== INFORMATION PROVIDED ==

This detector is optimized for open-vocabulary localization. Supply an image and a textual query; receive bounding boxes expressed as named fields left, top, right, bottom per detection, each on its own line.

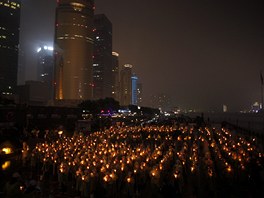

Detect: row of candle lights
left=35, top=126, right=263, bottom=186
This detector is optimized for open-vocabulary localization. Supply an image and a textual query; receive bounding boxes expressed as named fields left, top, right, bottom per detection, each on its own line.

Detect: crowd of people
left=28, top=125, right=264, bottom=197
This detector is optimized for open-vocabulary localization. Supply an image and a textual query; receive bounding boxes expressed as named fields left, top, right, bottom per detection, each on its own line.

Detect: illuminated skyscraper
left=137, top=83, right=143, bottom=106
left=54, top=0, right=94, bottom=100
left=0, top=0, right=20, bottom=95
left=131, top=74, right=138, bottom=105
left=120, top=64, right=132, bottom=106
left=37, top=45, right=54, bottom=99
left=112, top=52, right=120, bottom=101
left=93, top=14, right=114, bottom=99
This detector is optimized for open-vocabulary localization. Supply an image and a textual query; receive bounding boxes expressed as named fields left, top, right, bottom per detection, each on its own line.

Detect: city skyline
left=18, top=0, right=264, bottom=111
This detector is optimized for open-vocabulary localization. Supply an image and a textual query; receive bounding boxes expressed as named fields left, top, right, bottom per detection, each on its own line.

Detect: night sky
left=21, top=0, right=264, bottom=111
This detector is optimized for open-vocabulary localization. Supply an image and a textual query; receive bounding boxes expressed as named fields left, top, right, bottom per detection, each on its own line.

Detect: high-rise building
left=120, top=64, right=132, bottom=106
left=131, top=74, right=138, bottom=105
left=151, top=93, right=171, bottom=111
left=0, top=0, right=20, bottom=95
left=54, top=0, right=94, bottom=100
left=137, top=83, right=143, bottom=106
left=37, top=45, right=54, bottom=99
left=93, top=14, right=114, bottom=99
left=112, top=52, right=120, bottom=101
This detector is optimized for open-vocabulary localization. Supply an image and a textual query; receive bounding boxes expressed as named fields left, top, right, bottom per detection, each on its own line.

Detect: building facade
left=112, top=52, right=120, bottom=101
left=131, top=74, right=138, bottom=105
left=54, top=0, right=94, bottom=100
left=0, top=0, right=20, bottom=95
left=137, top=83, right=143, bottom=106
left=37, top=45, right=54, bottom=100
left=93, top=14, right=114, bottom=99
left=120, top=64, right=132, bottom=106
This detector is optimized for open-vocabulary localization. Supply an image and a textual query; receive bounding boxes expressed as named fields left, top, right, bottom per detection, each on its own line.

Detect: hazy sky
left=21, top=0, right=264, bottom=111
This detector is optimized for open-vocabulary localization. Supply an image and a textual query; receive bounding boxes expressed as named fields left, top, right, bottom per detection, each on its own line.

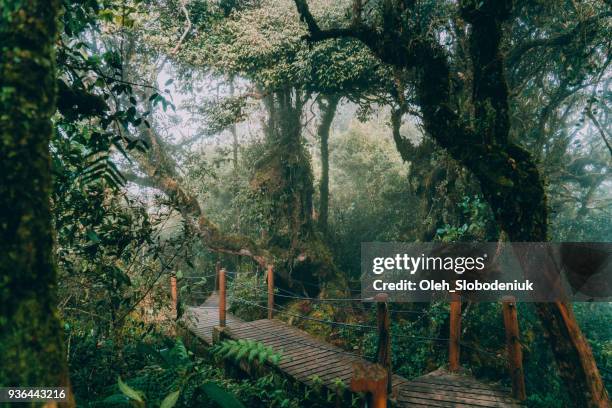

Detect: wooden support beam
left=448, top=292, right=461, bottom=371
left=170, top=276, right=178, bottom=316
left=375, top=293, right=393, bottom=395
left=219, top=268, right=227, bottom=327
left=503, top=296, right=527, bottom=401
left=268, top=265, right=274, bottom=320
left=351, top=361, right=388, bottom=408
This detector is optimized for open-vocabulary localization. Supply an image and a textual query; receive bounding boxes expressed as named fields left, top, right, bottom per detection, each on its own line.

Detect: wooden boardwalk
left=185, top=294, right=520, bottom=408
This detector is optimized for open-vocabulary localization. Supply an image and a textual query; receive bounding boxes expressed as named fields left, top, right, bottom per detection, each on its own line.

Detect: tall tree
left=317, top=95, right=340, bottom=233
left=295, top=0, right=609, bottom=407
left=0, top=0, right=68, bottom=396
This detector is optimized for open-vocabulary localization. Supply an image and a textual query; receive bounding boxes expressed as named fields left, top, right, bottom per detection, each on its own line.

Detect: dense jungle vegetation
left=0, top=0, right=612, bottom=408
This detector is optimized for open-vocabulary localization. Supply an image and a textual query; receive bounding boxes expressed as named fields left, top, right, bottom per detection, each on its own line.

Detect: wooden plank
left=409, top=381, right=512, bottom=400
left=406, top=383, right=513, bottom=403
left=397, top=395, right=474, bottom=408
left=400, top=388, right=508, bottom=408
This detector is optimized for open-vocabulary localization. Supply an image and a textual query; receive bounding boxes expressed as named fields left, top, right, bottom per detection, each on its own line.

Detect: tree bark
left=0, top=0, right=74, bottom=398
left=317, top=95, right=340, bottom=234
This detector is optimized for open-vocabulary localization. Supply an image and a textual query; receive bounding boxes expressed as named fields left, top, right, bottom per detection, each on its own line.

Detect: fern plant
left=212, top=339, right=282, bottom=365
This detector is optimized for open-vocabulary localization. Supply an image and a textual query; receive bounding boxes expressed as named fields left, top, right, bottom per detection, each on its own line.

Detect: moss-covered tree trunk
left=0, top=0, right=73, bottom=396
left=317, top=95, right=340, bottom=234
left=251, top=88, right=337, bottom=295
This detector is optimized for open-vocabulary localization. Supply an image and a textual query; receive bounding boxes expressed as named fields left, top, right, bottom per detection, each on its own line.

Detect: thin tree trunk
left=317, top=95, right=340, bottom=234
left=0, top=0, right=73, bottom=405
left=229, top=76, right=240, bottom=232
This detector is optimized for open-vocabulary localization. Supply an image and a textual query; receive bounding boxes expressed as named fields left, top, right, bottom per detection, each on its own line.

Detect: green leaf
left=117, top=377, right=144, bottom=403
left=159, top=391, right=180, bottom=408
left=202, top=382, right=245, bottom=408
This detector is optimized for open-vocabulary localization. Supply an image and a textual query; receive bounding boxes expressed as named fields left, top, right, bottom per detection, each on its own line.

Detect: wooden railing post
left=170, top=276, right=178, bottom=315
left=351, top=361, right=388, bottom=408
left=213, top=261, right=221, bottom=293
left=375, top=293, right=393, bottom=395
left=268, top=265, right=274, bottom=320
left=448, top=292, right=461, bottom=371
left=219, top=268, right=227, bottom=327
left=503, top=296, right=527, bottom=401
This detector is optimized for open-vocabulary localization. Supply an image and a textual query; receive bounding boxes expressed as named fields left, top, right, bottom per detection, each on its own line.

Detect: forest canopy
left=0, top=0, right=612, bottom=408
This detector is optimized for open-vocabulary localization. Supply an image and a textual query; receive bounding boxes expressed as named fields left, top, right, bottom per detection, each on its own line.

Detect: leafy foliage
left=212, top=339, right=282, bottom=365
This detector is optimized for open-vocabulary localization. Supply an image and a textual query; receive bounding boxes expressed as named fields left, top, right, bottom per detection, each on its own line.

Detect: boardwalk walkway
left=185, top=294, right=520, bottom=408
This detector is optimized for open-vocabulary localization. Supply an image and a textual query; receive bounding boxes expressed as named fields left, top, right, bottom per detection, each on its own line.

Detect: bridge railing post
left=375, top=293, right=393, bottom=395
left=448, top=292, right=461, bottom=371
left=219, top=268, right=227, bottom=327
left=218, top=261, right=221, bottom=293
left=170, top=275, right=178, bottom=317
left=502, top=296, right=527, bottom=401
left=268, top=265, right=274, bottom=320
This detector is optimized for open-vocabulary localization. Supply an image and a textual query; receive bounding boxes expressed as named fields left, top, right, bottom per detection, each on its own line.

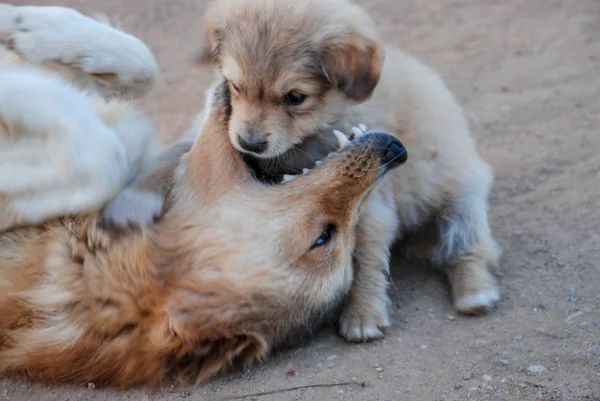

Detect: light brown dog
left=0, top=3, right=405, bottom=386
left=200, top=0, right=500, bottom=341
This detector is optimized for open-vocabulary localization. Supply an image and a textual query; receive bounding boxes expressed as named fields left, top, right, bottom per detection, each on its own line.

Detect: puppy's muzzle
left=354, top=131, right=408, bottom=174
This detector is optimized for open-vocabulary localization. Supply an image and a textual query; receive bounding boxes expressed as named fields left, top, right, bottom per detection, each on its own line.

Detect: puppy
left=200, top=0, right=500, bottom=341
left=0, top=56, right=405, bottom=387
left=0, top=4, right=184, bottom=231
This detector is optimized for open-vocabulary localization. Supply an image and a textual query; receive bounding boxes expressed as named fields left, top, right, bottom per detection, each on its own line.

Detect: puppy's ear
left=196, top=15, right=223, bottom=65
left=324, top=31, right=385, bottom=101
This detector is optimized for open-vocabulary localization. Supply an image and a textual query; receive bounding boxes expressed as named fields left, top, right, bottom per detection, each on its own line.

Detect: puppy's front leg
left=0, top=4, right=158, bottom=97
left=339, top=187, right=399, bottom=342
left=103, top=137, right=194, bottom=227
left=0, top=67, right=128, bottom=231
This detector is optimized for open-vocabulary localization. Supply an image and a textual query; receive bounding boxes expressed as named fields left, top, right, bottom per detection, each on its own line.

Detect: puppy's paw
left=7, top=6, right=158, bottom=94
left=339, top=306, right=390, bottom=342
left=454, top=283, right=500, bottom=315
left=103, top=188, right=164, bottom=228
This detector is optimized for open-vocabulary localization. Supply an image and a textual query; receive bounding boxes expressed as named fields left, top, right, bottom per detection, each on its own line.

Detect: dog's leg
left=0, top=67, right=128, bottom=230
left=340, top=187, right=399, bottom=342
left=103, top=137, right=194, bottom=227
left=432, top=163, right=500, bottom=314
left=0, top=4, right=158, bottom=97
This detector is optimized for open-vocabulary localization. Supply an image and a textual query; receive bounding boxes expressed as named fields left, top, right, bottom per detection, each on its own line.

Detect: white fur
left=0, top=4, right=169, bottom=230
left=0, top=5, right=158, bottom=95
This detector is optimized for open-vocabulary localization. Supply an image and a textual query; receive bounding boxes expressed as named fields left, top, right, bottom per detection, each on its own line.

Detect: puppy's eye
left=283, top=90, right=308, bottom=106
left=229, top=81, right=240, bottom=92
left=310, top=224, right=336, bottom=249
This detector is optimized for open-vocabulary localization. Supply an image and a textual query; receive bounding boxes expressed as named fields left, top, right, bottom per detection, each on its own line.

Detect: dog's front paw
left=454, top=283, right=500, bottom=315
left=339, top=305, right=390, bottom=342
left=7, top=6, right=158, bottom=95
left=103, top=188, right=164, bottom=228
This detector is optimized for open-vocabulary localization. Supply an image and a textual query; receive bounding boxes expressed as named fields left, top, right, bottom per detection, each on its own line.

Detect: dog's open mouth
left=242, top=124, right=406, bottom=185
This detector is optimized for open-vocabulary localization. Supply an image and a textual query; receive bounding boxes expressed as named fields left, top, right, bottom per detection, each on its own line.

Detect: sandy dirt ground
left=0, top=0, right=600, bottom=401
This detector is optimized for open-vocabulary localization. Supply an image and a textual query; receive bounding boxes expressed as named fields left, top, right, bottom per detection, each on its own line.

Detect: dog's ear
left=196, top=3, right=223, bottom=65
left=183, top=80, right=250, bottom=201
left=324, top=31, right=385, bottom=101
left=195, top=27, right=221, bottom=65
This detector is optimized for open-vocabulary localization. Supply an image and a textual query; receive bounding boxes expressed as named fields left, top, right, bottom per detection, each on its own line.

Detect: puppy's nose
left=373, top=133, right=408, bottom=171
left=238, top=136, right=268, bottom=154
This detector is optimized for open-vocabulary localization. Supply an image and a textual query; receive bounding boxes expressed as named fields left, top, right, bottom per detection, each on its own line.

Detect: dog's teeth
left=283, top=174, right=298, bottom=182
left=352, top=127, right=365, bottom=138
left=333, top=129, right=350, bottom=148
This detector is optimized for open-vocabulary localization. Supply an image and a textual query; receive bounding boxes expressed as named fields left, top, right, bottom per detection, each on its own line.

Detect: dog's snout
left=373, top=134, right=408, bottom=170
left=238, top=136, right=269, bottom=154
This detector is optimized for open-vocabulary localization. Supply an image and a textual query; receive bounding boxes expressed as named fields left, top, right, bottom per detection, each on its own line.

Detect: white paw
left=103, top=188, right=164, bottom=227
left=339, top=308, right=390, bottom=342
left=6, top=6, right=158, bottom=95
left=454, top=286, right=500, bottom=315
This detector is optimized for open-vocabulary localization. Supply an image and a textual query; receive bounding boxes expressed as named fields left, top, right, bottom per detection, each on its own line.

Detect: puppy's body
left=0, top=4, right=404, bottom=386
left=0, top=4, right=180, bottom=231
left=201, top=0, right=499, bottom=341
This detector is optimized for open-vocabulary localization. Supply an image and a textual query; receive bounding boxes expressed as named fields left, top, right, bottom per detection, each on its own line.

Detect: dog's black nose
left=371, top=132, right=408, bottom=171
left=238, top=136, right=268, bottom=154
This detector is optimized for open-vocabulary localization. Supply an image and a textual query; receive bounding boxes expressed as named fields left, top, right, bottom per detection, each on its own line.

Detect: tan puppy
left=200, top=0, right=499, bottom=341
left=0, top=9, right=405, bottom=386
left=0, top=50, right=405, bottom=386
left=0, top=4, right=180, bottom=232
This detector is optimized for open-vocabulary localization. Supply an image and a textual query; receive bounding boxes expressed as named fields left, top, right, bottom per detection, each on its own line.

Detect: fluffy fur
left=0, top=2, right=403, bottom=386
left=0, top=4, right=172, bottom=231
left=200, top=0, right=500, bottom=341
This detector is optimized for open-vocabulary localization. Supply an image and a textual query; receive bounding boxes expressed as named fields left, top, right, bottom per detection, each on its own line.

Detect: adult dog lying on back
left=201, top=0, right=500, bottom=341
left=0, top=6, right=406, bottom=386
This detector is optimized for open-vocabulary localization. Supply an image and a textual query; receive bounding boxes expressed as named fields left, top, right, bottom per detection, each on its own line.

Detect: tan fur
left=0, top=7, right=408, bottom=387
left=200, top=0, right=499, bottom=341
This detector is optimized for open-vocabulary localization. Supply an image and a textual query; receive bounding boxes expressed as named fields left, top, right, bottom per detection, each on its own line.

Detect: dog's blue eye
left=283, top=91, right=308, bottom=106
left=311, top=224, right=336, bottom=249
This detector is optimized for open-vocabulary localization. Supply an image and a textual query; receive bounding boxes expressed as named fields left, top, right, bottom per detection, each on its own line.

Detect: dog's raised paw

===

Identify every line of the data that contains the word "wooden" and copy each such line.

Detect: wooden support beam
Detect: wooden boardwalk
Detect: wooden plank
Detect: wooden railing post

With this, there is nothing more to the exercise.